*TEXT FOR ANALYSIS*
--- START ---

Abstract
Multi-functional nanoparticles are garnering considerable attention for their applications in nanomedicine due to their unique capabilities. Notably, nanoparticles can be engineered to deliver a specific compound at a controlled rate, to spatially target a particular location, and even to remotely destroy cells once the particles have reached their destination. Additionally, highly specific functionalities can be incorporated into the particles including fluorescence, magnetic properties, light scattering, and drug delivery. In many cases, biomolecules (e.g. antibodies, oligonucleotides, or peptides) are bound to the particle surface to direct the particle to a specific location or target. Circulation times can be lengthened by protecting the particles with a stealth coating enabling the particles to avoid the body’s scavenging mechanisms, and many nanoparticles can be tracked within the body to study their capabilities and behaviors in vivo.
This presentation will highlight recent advances in the development of two unique nanomedicinal particle platforms including poly (D,L-lactide-co-glycolic acid) (PLGA) and mesoporous silica nanoparticles (MSN). PLGA is a biodegradable polymer commonly used to make particles for in vivo studies and is generally regarded as safe. PLGA is approved by both the US Food and Drug Administration (FDA) and European Medicine Agency (EMA) for use in vaccines, drug delivery, and tissue engineering. Key advantages of MSN are associated with their high surface area and facile surface tunability. Often described as “nanosponges,” MSN can adsorb large amounts of molecules dissolved in solution thanks to this high surface area. Synthesis and characterization for these advanced nanomaterials will be discussed, and the presentation will demonstrate their utility as drug delivery vehicles and targeted therapeutic platforms.

--- END ---

*DATA SECTION*
--- START ---

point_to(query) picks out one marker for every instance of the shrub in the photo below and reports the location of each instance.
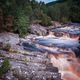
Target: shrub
(7, 47)
(5, 67)
(45, 20)
(21, 22)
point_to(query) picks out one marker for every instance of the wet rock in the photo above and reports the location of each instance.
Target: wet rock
(10, 38)
(38, 29)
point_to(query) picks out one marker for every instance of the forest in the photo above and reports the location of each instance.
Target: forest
(22, 13)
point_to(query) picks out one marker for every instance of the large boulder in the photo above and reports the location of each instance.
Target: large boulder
(38, 29)
(9, 38)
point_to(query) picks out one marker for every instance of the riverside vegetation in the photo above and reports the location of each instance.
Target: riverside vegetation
(22, 13)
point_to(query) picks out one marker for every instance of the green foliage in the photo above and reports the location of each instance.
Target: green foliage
(5, 67)
(21, 22)
(6, 47)
(45, 20)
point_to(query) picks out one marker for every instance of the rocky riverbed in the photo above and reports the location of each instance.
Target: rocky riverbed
(46, 57)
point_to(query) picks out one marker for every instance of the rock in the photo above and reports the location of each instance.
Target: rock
(10, 38)
(38, 29)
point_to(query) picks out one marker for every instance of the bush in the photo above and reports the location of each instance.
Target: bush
(21, 22)
(7, 47)
(5, 67)
(45, 20)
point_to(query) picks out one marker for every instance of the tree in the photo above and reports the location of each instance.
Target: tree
(21, 22)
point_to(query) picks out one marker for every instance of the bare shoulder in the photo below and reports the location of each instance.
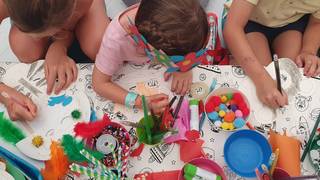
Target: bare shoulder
(3, 11)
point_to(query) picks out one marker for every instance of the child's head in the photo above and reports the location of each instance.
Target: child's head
(177, 27)
(38, 16)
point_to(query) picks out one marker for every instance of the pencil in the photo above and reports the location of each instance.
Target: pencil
(146, 123)
(274, 163)
(276, 66)
(178, 107)
(306, 150)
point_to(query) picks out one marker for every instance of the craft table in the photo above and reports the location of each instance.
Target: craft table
(297, 119)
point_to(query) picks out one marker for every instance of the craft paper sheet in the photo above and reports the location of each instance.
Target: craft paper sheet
(297, 119)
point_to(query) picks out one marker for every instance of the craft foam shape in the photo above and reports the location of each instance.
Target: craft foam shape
(41, 153)
(289, 154)
(51, 121)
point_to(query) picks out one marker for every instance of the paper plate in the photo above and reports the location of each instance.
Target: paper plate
(246, 150)
(54, 111)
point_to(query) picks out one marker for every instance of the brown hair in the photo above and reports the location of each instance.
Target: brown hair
(177, 27)
(38, 15)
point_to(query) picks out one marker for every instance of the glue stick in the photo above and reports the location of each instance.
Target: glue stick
(194, 115)
(194, 172)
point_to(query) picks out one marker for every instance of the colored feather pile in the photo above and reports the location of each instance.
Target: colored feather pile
(58, 166)
(9, 131)
(91, 129)
(72, 149)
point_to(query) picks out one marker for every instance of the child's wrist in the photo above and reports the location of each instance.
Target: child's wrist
(138, 102)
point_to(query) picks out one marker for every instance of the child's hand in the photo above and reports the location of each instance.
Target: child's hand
(157, 102)
(268, 93)
(19, 107)
(310, 62)
(181, 82)
(61, 68)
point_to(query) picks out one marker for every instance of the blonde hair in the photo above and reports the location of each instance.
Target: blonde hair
(35, 16)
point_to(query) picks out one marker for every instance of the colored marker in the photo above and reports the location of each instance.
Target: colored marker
(191, 171)
(274, 163)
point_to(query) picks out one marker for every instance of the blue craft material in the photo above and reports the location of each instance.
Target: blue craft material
(26, 168)
(234, 107)
(239, 122)
(63, 99)
(223, 107)
(245, 150)
(213, 116)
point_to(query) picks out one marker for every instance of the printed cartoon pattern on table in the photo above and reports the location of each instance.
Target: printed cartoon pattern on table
(54, 111)
(297, 119)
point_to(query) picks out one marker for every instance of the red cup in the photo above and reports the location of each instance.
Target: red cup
(280, 174)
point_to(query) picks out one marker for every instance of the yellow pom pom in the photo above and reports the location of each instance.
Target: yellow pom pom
(224, 99)
(222, 113)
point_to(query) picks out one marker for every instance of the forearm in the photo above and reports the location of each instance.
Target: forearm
(239, 46)
(311, 37)
(61, 45)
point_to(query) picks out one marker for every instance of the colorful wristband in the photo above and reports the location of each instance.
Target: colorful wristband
(130, 99)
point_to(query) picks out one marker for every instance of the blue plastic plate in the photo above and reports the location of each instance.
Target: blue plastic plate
(246, 150)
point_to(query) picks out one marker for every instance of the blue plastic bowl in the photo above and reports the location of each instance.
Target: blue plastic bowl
(246, 150)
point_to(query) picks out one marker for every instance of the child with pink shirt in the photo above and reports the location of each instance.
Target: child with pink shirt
(171, 32)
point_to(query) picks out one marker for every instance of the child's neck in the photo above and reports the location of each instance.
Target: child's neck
(123, 18)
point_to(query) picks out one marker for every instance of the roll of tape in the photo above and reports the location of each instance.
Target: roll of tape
(199, 90)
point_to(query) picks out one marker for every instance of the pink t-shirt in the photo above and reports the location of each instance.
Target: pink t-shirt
(118, 47)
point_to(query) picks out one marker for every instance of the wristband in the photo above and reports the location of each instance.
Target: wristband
(130, 99)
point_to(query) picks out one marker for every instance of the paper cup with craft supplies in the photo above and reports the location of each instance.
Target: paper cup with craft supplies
(202, 168)
(227, 108)
(156, 134)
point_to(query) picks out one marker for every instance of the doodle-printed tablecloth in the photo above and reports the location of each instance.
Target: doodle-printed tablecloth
(297, 119)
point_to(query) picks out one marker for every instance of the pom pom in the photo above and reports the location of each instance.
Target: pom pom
(237, 97)
(229, 117)
(246, 112)
(9, 131)
(209, 107)
(239, 122)
(37, 141)
(76, 114)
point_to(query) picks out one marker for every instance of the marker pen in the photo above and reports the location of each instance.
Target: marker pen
(193, 172)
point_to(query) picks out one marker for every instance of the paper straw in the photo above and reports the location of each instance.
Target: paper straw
(97, 163)
(87, 171)
(125, 159)
(306, 150)
(146, 120)
(119, 162)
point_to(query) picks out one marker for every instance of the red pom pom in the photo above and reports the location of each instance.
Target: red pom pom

--- END ---

*TASK DIRECTIONS*
Could you carry on the nanomedicine abstract about PLGA and mesoporous silica nanoparticles, starting right after its last sentence?

*OUTPUT FOR THIS EXERCISE*
Both types of nanoparticles are currently used as potential prophylactic vaccines against HIV (NIH grants); MSN with enlarged pore size have been designed to encapsulate message RNA coding for envelop protein of the virus (glycoprotein, gp160). In addition, their surface has been modified to specifically target a family of professional antigen presenting cells (APC), namely the dendritic cells. Transcription of the particles by the cells as well as the translation of their genetic content has been proven in vitro. PLGA particles encapsulating another variant of the envelop protein (gp140) have been prepared, their surface has been decorated with the same envelop protein in order to activate and prolong the immune response.